Source records =>
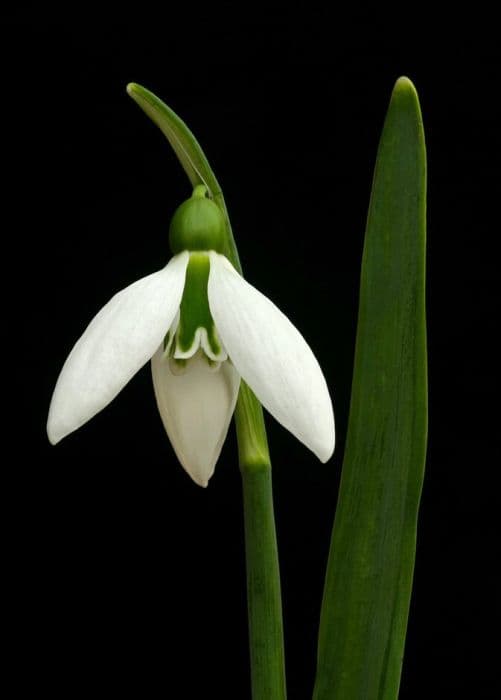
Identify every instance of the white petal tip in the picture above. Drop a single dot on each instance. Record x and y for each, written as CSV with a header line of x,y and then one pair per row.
x,y
325,454
53,435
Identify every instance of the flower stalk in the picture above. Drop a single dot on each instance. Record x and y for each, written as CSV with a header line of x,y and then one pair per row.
x,y
263,575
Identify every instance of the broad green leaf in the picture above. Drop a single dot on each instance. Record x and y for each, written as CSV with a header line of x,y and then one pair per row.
x,y
371,561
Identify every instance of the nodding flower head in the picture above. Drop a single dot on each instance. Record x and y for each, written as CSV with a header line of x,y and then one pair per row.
x,y
203,327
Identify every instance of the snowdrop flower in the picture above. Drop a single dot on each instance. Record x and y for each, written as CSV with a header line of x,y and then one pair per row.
x,y
203,327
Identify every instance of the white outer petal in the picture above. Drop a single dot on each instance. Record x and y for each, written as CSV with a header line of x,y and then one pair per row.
x,y
272,357
116,344
196,408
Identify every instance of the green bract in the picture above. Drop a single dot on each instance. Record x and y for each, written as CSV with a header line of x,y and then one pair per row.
x,y
198,224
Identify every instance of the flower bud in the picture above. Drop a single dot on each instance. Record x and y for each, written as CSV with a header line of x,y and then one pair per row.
x,y
197,224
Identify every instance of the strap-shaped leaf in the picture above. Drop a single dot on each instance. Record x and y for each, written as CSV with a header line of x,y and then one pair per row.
x,y
369,577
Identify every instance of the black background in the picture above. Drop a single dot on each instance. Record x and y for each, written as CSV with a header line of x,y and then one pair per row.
x,y
126,576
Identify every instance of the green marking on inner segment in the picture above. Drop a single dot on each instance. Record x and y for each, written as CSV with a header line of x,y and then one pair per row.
x,y
194,310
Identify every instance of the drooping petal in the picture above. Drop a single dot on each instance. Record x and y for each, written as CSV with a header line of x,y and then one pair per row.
x,y
196,406
117,343
272,357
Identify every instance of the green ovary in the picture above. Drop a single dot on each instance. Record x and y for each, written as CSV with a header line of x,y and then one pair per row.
x,y
196,326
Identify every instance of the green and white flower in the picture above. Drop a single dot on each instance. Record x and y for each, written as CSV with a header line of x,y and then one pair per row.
x,y
203,327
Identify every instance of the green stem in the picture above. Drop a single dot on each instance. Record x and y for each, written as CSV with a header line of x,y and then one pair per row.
x,y
263,578
263,575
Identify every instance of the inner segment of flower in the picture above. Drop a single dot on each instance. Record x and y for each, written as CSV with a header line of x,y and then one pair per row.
x,y
193,328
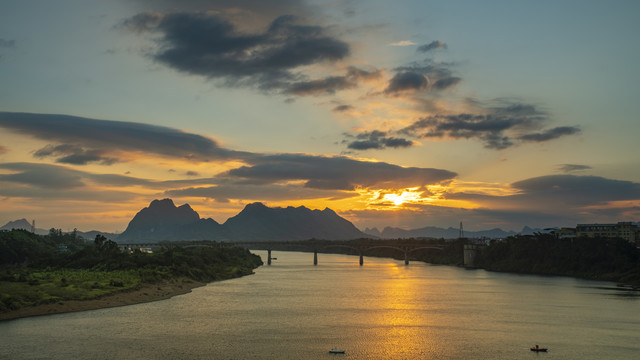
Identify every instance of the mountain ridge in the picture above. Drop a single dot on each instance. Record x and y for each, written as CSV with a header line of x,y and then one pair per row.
x,y
162,220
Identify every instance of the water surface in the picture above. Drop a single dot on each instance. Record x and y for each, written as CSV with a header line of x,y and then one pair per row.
x,y
382,310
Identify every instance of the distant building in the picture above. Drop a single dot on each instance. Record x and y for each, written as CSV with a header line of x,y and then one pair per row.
x,y
565,233
624,230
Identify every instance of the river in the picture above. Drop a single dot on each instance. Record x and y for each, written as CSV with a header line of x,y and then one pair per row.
x,y
382,310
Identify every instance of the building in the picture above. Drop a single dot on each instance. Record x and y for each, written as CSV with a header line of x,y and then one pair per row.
x,y
624,230
565,233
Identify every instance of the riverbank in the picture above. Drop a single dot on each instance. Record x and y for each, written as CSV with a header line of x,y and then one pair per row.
x,y
145,293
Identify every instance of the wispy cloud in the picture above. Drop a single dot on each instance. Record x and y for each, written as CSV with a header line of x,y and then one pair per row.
x,y
497,126
567,168
342,108
551,134
338,172
4,43
209,45
431,46
85,140
403,43
376,140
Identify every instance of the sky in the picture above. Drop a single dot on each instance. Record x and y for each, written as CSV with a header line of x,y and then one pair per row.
x,y
406,114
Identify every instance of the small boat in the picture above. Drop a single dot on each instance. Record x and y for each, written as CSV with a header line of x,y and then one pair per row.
x,y
538,349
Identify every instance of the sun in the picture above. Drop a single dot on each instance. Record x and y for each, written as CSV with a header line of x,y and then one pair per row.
x,y
406,196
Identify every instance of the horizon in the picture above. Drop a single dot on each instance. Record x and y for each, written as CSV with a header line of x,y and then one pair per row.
x,y
378,228
499,115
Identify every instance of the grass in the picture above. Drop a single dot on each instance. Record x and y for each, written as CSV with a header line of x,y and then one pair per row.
x,y
29,287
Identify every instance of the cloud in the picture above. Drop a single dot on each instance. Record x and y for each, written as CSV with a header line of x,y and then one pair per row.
x,y
85,140
336,173
560,193
4,43
263,192
403,43
497,126
343,108
330,84
551,134
445,83
208,45
74,154
431,46
377,140
406,81
567,168
269,9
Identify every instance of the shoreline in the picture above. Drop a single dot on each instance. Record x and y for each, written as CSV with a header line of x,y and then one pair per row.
x,y
146,293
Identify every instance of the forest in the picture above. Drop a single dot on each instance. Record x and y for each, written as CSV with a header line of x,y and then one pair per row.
x,y
41,269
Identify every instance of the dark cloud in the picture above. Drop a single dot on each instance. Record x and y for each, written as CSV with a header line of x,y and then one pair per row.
x,y
567,168
332,84
41,175
551,134
337,173
251,192
377,140
497,127
426,75
445,83
314,87
560,193
75,155
578,190
431,46
271,8
209,45
85,137
343,108
7,43
406,81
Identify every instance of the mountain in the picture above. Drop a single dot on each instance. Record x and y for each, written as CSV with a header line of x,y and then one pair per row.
x,y
162,220
24,225
261,223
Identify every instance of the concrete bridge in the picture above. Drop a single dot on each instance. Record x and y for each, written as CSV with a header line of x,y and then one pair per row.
x,y
360,247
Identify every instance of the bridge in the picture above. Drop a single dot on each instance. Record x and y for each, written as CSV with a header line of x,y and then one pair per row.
x,y
360,247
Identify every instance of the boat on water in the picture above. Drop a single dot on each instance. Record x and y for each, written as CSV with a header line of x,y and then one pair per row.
x,y
538,349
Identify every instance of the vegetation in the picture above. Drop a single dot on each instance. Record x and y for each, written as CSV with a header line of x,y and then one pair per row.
x,y
56,267
591,258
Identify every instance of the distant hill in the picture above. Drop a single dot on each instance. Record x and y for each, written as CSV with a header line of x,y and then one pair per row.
x,y
449,233
162,220
262,223
23,224
91,235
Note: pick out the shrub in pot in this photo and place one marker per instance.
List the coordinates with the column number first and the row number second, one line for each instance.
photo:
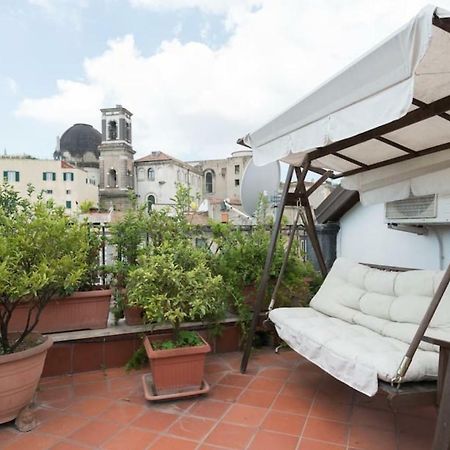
column 86, row 308
column 240, row 260
column 173, row 284
column 42, row 255
column 128, row 236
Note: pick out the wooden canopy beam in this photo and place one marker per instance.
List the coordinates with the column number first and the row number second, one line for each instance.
column 418, row 115
column 388, row 162
column 396, row 145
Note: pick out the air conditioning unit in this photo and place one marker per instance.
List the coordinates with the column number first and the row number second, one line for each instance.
column 426, row 209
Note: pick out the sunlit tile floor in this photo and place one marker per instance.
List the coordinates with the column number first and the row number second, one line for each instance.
column 282, row 403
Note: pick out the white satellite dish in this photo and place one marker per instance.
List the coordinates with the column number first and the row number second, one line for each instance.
column 259, row 180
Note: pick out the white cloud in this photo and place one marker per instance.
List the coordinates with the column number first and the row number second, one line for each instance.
column 194, row 101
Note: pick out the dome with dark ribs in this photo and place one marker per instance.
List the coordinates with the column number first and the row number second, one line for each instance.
column 80, row 139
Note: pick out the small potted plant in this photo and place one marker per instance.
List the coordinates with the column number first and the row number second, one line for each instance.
column 42, row 254
column 173, row 284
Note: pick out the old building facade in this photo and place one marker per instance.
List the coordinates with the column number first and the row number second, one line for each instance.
column 68, row 186
column 158, row 175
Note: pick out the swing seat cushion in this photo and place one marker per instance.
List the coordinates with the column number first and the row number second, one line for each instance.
column 360, row 323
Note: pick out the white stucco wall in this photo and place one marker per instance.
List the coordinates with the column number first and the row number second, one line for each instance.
column 365, row 237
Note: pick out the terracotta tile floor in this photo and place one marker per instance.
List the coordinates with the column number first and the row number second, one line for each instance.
column 282, row 403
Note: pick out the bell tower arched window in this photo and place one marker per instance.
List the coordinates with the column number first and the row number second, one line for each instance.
column 112, row 178
column 112, row 130
column 151, row 200
column 209, row 182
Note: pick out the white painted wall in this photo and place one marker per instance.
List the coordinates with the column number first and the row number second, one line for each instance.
column 364, row 237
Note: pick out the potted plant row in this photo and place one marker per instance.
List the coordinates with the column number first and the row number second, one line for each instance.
column 43, row 254
column 85, row 308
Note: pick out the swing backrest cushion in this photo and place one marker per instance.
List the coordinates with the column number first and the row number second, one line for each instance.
column 389, row 303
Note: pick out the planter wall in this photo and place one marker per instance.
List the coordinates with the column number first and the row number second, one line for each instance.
column 80, row 311
column 19, row 376
column 108, row 351
column 176, row 370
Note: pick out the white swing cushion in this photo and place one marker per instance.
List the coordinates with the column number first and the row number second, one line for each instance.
column 360, row 323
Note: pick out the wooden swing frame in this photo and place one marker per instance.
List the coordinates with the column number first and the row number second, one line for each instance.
column 413, row 393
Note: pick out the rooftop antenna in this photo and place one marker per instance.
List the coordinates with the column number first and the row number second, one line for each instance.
column 257, row 181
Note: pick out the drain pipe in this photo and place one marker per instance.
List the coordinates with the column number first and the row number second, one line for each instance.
column 435, row 231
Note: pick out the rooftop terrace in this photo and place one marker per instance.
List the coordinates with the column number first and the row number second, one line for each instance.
column 283, row 402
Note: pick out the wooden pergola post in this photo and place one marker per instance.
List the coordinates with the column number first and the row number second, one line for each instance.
column 265, row 276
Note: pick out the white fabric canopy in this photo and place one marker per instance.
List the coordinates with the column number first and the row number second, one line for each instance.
column 407, row 71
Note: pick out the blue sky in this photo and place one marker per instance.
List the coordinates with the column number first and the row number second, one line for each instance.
column 198, row 74
column 45, row 45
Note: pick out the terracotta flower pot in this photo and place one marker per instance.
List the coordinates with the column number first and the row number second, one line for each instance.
column 176, row 370
column 86, row 310
column 19, row 376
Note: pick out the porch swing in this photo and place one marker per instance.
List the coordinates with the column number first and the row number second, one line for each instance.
column 383, row 126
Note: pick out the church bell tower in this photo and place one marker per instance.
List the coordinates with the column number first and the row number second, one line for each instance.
column 116, row 159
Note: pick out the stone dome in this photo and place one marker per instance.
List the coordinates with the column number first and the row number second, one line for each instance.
column 80, row 139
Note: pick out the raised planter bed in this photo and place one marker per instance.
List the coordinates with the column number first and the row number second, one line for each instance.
column 80, row 351
column 80, row 311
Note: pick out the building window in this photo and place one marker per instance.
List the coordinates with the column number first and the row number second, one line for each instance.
column 11, row 176
column 68, row 176
column 112, row 130
column 49, row 176
column 209, row 182
column 112, row 178
column 151, row 200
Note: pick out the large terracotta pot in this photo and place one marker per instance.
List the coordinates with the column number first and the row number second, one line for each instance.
column 86, row 310
column 176, row 370
column 19, row 376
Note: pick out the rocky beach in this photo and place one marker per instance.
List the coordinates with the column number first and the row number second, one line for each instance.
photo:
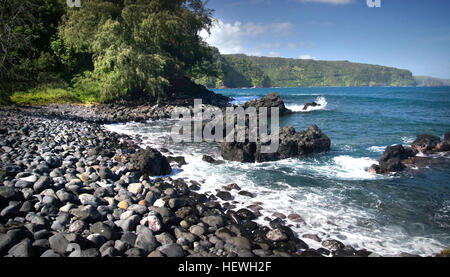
column 71, row 188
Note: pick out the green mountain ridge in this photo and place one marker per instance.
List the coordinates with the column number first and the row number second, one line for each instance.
column 240, row 70
column 427, row 81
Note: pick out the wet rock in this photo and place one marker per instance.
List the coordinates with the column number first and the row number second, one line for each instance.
column 22, row 249
column 224, row 195
column 333, row 245
column 172, row 250
column 425, row 143
column 42, row 184
column 151, row 162
column 58, row 243
column 276, row 235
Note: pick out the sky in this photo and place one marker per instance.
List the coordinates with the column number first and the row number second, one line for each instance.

What the task asks =>
Check each line of the data for "wooden". Copy the lines where it turns up.

Output =>
Note: pick out the wooden canopy beam in this photo and place one marker per instance.
Note: pick out the wooden swing frame in this photo and place one marker per instance.
Note: pick out the wooden pergola post in this photo and place one marker per instance.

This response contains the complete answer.